-------- DATA IN THIS EXERCISE --------

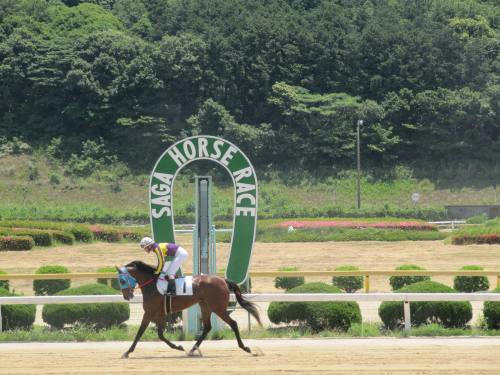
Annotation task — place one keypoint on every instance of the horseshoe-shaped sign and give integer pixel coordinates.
(241, 170)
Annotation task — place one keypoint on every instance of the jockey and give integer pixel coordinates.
(164, 270)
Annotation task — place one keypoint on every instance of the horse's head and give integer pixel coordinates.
(127, 282)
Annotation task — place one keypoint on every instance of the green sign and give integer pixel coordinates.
(245, 195)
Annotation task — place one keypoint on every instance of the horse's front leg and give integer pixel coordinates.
(144, 324)
(160, 327)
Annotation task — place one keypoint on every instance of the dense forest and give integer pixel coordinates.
(285, 80)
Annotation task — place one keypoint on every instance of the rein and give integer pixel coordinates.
(145, 283)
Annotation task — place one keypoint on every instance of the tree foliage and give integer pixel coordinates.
(285, 79)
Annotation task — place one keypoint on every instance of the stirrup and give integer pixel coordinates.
(171, 287)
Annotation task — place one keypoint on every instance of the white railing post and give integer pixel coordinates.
(407, 316)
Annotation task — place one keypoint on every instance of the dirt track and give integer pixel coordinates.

--------

■ **YOUR GOAL**: Before printing anything, remove the pictures; then print all the records exactly.

■ **ANSWER FOR THE TASK**:
Annotation task — place one keypoint on every instance of the horseshoe-shaped sign and give integer pixel coordinates.
(241, 170)
Annotation task — place one keypoint on every instance of the jockey and give integer pixel coordinates.
(164, 270)
Annotation task — place one keypoint on every instance of the horse's head and give integer pixel coordinates.
(127, 282)
Annotation task — place one keypoint on every instance of the green sign and give integer pixel coordinates.
(245, 195)
Annotation task — place one keypoint on every instance of the horse's front leg and give integer pixel coordinates.
(144, 324)
(160, 327)
Annotation task — place one keypoint on every instance of the dense forest and give integer pixel coordinates.
(285, 80)
Annotation task — place one keypoint on every instance of the rein and give integer pixel coordinates.
(145, 283)
Annotation task — place one keypoint on every instance of the tree foliage and give integer pixel coordinates.
(285, 79)
Annotation task — place one keypoint on every instance of the stirrup and give integer pixel coordinates.
(171, 287)
Annotation task — place one keypoint on every instance of the white railing post and give integer pixel coordinates.
(407, 316)
Annotation task — place one keypoint on every instance of the dirt track and give integer pixel coordinates.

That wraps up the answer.